Repeat the following lines exactly and nothing else: the line containing "Need: a marker for each instance of the lawn" and each line after it through the end of the listing.

>>

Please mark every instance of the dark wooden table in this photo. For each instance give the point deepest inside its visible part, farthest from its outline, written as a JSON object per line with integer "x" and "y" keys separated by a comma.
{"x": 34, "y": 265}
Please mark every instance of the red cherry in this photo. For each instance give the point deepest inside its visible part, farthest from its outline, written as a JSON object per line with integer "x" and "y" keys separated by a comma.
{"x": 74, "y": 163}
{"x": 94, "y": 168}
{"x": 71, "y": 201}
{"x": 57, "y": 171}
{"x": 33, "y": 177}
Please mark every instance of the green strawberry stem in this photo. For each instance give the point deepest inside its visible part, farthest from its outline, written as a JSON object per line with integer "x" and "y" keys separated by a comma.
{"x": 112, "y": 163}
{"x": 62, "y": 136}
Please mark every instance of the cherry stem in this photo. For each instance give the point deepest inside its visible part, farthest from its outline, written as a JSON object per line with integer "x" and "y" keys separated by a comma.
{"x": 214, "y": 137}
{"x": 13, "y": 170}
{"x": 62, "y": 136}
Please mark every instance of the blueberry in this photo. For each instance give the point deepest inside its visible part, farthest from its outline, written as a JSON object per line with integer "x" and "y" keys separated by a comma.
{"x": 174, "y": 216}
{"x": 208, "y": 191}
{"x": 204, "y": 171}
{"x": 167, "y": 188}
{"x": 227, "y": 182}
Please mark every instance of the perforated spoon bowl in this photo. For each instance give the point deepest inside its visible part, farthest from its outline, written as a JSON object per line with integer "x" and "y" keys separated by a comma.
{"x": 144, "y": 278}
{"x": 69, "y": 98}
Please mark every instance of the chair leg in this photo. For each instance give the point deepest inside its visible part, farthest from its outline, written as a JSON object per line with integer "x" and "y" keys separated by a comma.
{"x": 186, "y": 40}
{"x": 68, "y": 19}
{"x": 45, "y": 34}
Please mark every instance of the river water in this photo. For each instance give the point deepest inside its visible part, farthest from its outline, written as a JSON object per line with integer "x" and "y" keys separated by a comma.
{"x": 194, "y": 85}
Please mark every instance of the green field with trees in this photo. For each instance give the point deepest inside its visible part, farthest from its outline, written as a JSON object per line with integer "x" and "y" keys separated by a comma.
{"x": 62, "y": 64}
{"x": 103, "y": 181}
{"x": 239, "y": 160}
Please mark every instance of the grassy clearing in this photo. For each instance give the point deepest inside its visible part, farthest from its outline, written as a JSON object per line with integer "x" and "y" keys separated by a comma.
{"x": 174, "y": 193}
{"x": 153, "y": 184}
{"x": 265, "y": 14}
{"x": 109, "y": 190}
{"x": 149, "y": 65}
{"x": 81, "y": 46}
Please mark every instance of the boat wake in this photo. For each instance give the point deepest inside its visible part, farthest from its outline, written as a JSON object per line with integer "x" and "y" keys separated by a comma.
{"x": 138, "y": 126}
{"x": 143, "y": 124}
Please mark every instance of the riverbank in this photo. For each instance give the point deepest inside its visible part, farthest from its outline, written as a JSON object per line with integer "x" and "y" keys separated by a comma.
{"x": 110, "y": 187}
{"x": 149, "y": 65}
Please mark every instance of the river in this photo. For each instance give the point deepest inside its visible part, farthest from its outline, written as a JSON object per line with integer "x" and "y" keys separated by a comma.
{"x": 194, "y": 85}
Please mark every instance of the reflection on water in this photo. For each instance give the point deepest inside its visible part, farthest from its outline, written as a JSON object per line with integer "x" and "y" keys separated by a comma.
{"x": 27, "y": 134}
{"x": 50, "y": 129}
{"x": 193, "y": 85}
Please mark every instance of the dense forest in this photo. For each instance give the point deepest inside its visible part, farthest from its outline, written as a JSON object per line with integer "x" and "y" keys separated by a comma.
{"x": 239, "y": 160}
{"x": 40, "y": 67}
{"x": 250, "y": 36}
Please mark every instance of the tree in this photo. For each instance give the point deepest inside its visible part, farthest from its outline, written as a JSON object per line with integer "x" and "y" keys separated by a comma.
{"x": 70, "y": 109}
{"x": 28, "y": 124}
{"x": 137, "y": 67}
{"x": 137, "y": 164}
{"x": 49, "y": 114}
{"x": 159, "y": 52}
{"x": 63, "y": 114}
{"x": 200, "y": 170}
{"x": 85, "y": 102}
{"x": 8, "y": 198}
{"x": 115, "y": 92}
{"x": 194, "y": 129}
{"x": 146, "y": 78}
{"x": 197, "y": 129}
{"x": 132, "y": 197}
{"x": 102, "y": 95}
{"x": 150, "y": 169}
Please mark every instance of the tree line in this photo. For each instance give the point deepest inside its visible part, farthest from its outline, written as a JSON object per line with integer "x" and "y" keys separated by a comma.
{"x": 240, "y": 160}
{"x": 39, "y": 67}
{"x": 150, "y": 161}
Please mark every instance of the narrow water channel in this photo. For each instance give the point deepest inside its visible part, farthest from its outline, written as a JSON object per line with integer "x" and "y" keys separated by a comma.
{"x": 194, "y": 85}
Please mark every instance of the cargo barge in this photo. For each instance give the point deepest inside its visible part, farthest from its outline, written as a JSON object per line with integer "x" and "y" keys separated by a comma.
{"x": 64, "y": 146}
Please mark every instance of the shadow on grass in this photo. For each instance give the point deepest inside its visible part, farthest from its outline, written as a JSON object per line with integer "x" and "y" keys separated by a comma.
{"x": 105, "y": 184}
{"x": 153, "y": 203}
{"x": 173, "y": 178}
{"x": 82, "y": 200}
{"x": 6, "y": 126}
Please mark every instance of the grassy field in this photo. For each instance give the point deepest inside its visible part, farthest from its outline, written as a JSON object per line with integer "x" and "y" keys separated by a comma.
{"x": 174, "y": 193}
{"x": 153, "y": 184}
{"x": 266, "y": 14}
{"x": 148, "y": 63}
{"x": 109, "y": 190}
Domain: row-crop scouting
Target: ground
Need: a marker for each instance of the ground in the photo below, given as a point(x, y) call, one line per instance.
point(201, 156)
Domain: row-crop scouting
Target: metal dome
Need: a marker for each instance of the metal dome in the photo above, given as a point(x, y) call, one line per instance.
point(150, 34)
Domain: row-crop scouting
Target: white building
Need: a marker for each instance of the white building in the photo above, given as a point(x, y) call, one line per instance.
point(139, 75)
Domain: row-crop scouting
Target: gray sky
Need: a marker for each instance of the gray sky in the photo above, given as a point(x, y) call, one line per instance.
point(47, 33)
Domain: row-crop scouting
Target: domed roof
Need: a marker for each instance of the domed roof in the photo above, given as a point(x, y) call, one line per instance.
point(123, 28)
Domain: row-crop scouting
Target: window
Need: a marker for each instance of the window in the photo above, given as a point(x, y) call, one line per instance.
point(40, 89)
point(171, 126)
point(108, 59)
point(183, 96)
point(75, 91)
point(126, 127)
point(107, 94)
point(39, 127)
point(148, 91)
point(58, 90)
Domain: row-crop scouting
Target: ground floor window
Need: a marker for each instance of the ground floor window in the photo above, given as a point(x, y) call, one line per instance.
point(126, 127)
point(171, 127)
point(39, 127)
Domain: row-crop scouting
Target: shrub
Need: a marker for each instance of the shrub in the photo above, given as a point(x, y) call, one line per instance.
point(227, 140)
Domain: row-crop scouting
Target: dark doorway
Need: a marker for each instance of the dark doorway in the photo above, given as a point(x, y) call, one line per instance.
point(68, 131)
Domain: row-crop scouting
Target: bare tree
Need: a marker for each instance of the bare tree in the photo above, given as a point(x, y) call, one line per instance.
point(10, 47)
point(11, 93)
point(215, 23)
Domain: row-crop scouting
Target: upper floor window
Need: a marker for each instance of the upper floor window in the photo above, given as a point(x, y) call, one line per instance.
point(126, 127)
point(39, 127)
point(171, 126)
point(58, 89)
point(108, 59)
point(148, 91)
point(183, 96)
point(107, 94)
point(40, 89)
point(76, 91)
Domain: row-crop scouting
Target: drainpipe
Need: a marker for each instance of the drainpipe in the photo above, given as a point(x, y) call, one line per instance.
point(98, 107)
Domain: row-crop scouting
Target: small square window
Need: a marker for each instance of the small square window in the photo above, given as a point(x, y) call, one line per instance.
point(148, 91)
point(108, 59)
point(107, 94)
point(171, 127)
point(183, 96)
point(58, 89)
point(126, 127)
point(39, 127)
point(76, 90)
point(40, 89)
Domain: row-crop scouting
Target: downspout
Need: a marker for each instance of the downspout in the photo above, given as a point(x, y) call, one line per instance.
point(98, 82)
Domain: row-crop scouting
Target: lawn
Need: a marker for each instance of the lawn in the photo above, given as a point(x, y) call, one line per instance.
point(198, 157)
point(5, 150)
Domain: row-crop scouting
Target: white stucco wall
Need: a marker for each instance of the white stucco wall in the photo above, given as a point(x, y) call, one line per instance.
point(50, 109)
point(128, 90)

<<

§ **Result for this exercise**
Need: a marker for each instance of the lawn in the photo above, given as a point(x, y) call, one line per instance.
point(198, 157)
point(5, 150)
Domain: row-crop scouting
Target: white stucco wall
Need: a marker for each instance of the white stucco wall in the photo above, given as a point(x, y) call, one line per instance.
point(50, 109)
point(128, 90)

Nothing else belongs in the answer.